**Exercise A:** In the Kylo Ren rant, what Latin word might "Kylo" be a bastardization of, and what does it mean?
**Exercise B:** In one to three sentences, explain why the writer of the Kylo Ren rant says Rey's determination to save Kylo in The Next Cash-in seems to come out of nowhere.
**Exercise C:** Please write out the Kylo Ren rant, everything from "Saturday, January 27, 2018" down to "Which it is not.".

Saturday, January 27, 2018

Why I hate Kylo Ren: A Rant

So at this point it should be clear that I think that Disney's Weekend at Yoda's trilogy is worse than garbage. It is an abomination. It is like that one comic story where the villain brought a bunch of dead heroes back, except as evil, defiled zombies. (BTW, Blackest Night is excellent, READ IT.) Disney has murdered Star Wars and paraded its mutilated corpse around and demanded we pay them for the privilege of witnessing it all, or at least give them a thorough tongue-bath and pretend it's at least better than the prequels. Which it is not.

And there is nothing that infuriates me more than praise for The Actor Adam Driver (the words "The Actor" appearing by contractual obligation to remind us all what it is he's actually trying to do, although he was surprisingly good in Lincoln which only goes to show that he can, in fact, act when given proper writing and direction) and his character, Kylo Ren fuck that Kyle Ben fuck that Lord Hiltsaber fuck that Darth Wannabe no fuck that, we'll call him by his stupid made-up name. What the fuck is that? "Kylo" sounds like either a Space Lego or a bastardization of "caelo," the Latin for, I shit you not, "heaven." Okay, "caelo ren" would then conjure up imagery of splitting the heavens in two, which is badass as fuck, not that Kylo does anything of the sort, but only super-nerds would get that, and there's probably already a 40k character or weapon or ship or concept named Caelo Ren, because of course there is.


No, I don't fucking care that he somehow comes across as sympathetic rather than plain old pathetic to some of you. Actually fuck that, yes I do. I care. And it's wrong. He's the fucking villain. We're supposed to be able to hate him. We're not supposed to be wondering whether The Actor Adam Driver is doing a piss-poor job portraying Darth Vader, or if The Actor Adam Driver is doing a fantastic job portraying a Darth Vader wannabe. The marketing for The Farce Awakens suggested that it was the former, but after two films of this garbage, I'm forced to assume that my suspicions upon walking out of the The Farce Awakens were indeed correct, and that Kylo Ren is indeed a massive middle finger to every Star Wars fan who ever dressed up as Darth Vader for Halloween (hi). I'm not actually sure that was what they meant him to be, because Rey's determination to save the guy in The Next Cash-in seems to come out of bumfuck nowhere. It's like Rian forgot that he killed the closest thing she ever had to a father or something. And I realize that Rian couldn't be bothered to watch the first six movies and spot ten fucking plot holes created by the invention of Force Mary Poppins, but I assumed he watched the film that his film is allegedly a sequel to. Fuck him. Fuck everybody involved in this abortion but fuck him especially.

**Given records:**
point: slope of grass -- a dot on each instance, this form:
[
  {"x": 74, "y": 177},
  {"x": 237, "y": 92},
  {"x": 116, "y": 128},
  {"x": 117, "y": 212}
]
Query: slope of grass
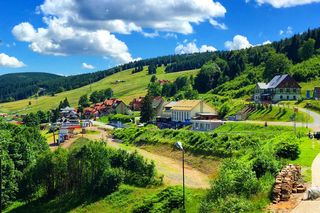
[
  {"x": 123, "y": 200},
  {"x": 278, "y": 114},
  {"x": 233, "y": 127},
  {"x": 135, "y": 85}
]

**Task response A:** "Caelo," the Latin for "heaven."

**Task response B:** Kylo killed the closest thing Rey ever had to a father, so her wish to save him makes no sense to the writer. It is as if Rian forgot that Kylo had done this.

**Task response C:**
Saturday, January 27, 2018

Why I hate Kylo Ren: A Rant

So at this point it should be clear that I think that Disney's Weekend at Yoda's trilogy is worse than garbage. It is an abomination. It is like that one comic story where the villain brought a bunch of dead heroes back, except as evil, defiled zombies. (BTW, Blackest Night is excellent, READ IT.) Disney has murdered Star Wars and paraded its mutilated corpse around and demanded we pay them for the privilege of witnessing it all, or at least give them a thorough tongue-bath and pretend it's at least better than the prequels. Which it is not.